**Set problem A**
Reproduce exactly everything in the entries below from the line containing "of the candlelight" down to the line containing "column 229, row 207", with both of those lines included.

— start Passage provided —

Total relay bandwidth in the Tor network

slashdotaccount · on Dec 11, 2013

According to the "Full Disclosure - The Internet Dark Age" paper (1) the N.S.A. can route a target who is using Tor into their "own" Tor network where they control all the nodes, thus compromising the security of the target. Does anybody knows how one can be sure that he is in the legitimate Tor network and not a fake one?

(1) http://cryptome.org/2013/12/Full-Disclosure.pdf

owenmarshall · on Dec 11, 2013

>Does anybody knows how one can be sure that he is in the legitimate Tor network and not a fake one?

I'm a bit uncertain that document is completely credible - it makes some claims that appear to be very wild, even given what we've seen so far.

But let's assume they're right about their Tor claim. Even if the NSA places you on a controlled Tor network, I could still read my gmail because the NSA would have to try to get around Google's SSL.

Some bad endpoints have been known to try and MITM SSL before, but always with self signed certificates, so if the user messed up it was down to them.

Of course, if our endpoints are run by the NSA, and the NSA have pressured other CAs to sign *.google.com, we can only depend on cert pinning. But it's the NSA, so how do we know that they haven't already backdoored my browser to change the pinned fingerprints...

But at the end of the day, the latest I'd heard from the Snowden revelations is that Tor is a major thorn in the NSA's side, so I'm inclined to believe that over this breathless PDF that makes all sorts of outlandish claims.

EDIT: From that PDF:

> When the DSL connection is established a covert DHCP request is sent to a secret military network owned by the U.S. Government D.O.D. You are then part of that U.S. D.O.D. military network, this happens even before you have been assigned your public IP address from your actual ISP.

That stretches the bounds of credulity - it assumes that a giant government-mandated conspiracy exists between ISPs, device manufacturers, networking developers... even with what we've seen so far it's impossible to swallow.

bdb · on Dec 11, 2013

The entire premise of that paper is misguided. It's fairly common for large providers[1], e.g., BT, Sprint, T-Mobile, to use several of the non-Internet-connected DOD /8s for management addresses, once they've exhausted RFC1918.

— end Passage provided —

**Set problem B**
Write out exactly everything in the Tor forum thread above from "According to the" down to "around Google's SSL.".

— start Data in this exercise —

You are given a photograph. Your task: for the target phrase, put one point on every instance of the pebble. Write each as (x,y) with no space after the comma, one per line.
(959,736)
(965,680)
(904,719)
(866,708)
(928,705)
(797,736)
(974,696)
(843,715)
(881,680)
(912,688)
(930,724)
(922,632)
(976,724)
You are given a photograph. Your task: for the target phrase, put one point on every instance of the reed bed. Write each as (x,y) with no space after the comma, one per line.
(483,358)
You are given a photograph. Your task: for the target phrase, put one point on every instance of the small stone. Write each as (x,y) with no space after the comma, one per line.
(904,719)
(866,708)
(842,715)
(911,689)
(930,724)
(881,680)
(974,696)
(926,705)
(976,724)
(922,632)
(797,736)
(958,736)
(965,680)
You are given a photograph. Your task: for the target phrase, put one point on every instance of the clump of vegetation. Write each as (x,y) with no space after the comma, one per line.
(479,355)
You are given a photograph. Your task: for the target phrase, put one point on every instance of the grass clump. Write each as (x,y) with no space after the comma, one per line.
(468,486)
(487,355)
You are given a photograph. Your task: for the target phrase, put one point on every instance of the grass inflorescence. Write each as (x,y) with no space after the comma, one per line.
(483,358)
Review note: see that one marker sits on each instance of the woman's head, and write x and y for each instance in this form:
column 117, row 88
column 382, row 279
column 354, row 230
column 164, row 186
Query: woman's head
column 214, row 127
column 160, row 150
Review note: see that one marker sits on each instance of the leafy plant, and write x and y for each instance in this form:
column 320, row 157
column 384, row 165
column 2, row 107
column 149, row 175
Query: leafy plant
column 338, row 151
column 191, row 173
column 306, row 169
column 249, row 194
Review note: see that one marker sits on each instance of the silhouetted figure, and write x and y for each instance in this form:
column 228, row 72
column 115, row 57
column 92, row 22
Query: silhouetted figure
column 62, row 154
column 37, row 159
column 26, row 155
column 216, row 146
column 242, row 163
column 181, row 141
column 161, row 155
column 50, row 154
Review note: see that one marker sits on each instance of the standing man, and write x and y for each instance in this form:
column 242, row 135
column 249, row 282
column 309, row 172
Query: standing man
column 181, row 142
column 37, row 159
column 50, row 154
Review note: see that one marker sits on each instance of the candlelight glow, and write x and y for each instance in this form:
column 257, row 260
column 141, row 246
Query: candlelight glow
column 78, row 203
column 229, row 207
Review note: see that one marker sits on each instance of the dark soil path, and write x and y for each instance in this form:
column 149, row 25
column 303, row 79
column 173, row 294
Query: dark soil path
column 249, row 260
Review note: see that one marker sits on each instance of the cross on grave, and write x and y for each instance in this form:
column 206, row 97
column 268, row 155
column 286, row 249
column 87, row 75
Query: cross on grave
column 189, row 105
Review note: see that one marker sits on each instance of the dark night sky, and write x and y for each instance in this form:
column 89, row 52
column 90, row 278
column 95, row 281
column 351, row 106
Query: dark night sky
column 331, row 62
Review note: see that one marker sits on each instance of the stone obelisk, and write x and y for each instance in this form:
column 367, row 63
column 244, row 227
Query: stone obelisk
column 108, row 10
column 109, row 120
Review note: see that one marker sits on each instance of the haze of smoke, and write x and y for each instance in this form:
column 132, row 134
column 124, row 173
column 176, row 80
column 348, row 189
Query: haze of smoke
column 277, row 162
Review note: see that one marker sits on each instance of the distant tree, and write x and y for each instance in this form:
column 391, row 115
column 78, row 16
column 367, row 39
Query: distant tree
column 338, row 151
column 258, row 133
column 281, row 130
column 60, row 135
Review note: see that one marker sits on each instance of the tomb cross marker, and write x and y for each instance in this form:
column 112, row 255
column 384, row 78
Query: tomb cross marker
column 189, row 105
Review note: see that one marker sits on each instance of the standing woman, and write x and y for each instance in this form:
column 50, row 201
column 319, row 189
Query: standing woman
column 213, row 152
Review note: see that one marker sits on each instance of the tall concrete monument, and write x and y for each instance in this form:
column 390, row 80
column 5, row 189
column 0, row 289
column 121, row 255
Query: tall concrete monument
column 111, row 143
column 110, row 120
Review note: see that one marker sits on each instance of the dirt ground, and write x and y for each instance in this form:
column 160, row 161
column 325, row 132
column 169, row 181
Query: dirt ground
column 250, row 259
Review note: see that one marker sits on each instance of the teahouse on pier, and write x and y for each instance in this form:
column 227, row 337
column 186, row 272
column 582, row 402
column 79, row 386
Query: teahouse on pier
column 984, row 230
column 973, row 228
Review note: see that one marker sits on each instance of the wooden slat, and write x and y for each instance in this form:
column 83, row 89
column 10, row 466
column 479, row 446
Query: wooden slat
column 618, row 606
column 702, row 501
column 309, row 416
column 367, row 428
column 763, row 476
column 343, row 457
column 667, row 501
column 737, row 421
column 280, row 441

— end Data in this exercise —

**Complete output A**
Review note: see that one marker sits on each instance of the candlelight glow, and write x and y for each instance in this form:
column 257, row 260
column 141, row 246
Query: candlelight glow
column 78, row 203
column 229, row 207

**Complete output B**
According to the "Full Disclosure - The Internet Dark Age" paper (1) the N.S.A. can route a target who is using Tor into their "own" Tor network where they control all the nodes, thus compromising the security of the target. Does anybody knows how one can be sure that he is in the legitimate Tor network and not a fake one?

(1) http://cryptome.org/2013/12/Full-Disclosure.pdf

owenmarshall · on Dec 11, 2013

>Does anybody knows how one can be sure that he is in the legitimate Tor network and not a fake one?

I'm a bit uncertain that document is completely credible - it makes some claims that appear to be very wild, even given what we've seen so far.

But let's assume they're right about their Tor claim. Even if the NSA places you on a controlled Tor network, I could still read my gmail because the NSA would have to try to get around Google's SSL.